Available data below:

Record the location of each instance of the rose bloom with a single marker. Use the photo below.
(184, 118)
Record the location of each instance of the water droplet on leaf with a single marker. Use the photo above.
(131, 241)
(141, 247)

End of Available data.

▶ Assignment: Reproduce every entry above so that each one matches its source exactly.

▶ Finished task:
Record the location of each instance of the rose bloom with a single marker. Use the photo below.
(184, 118)
Record the location of each instance of the water droplet on leaf with a single marker. Use the photo above.
(131, 241)
(141, 247)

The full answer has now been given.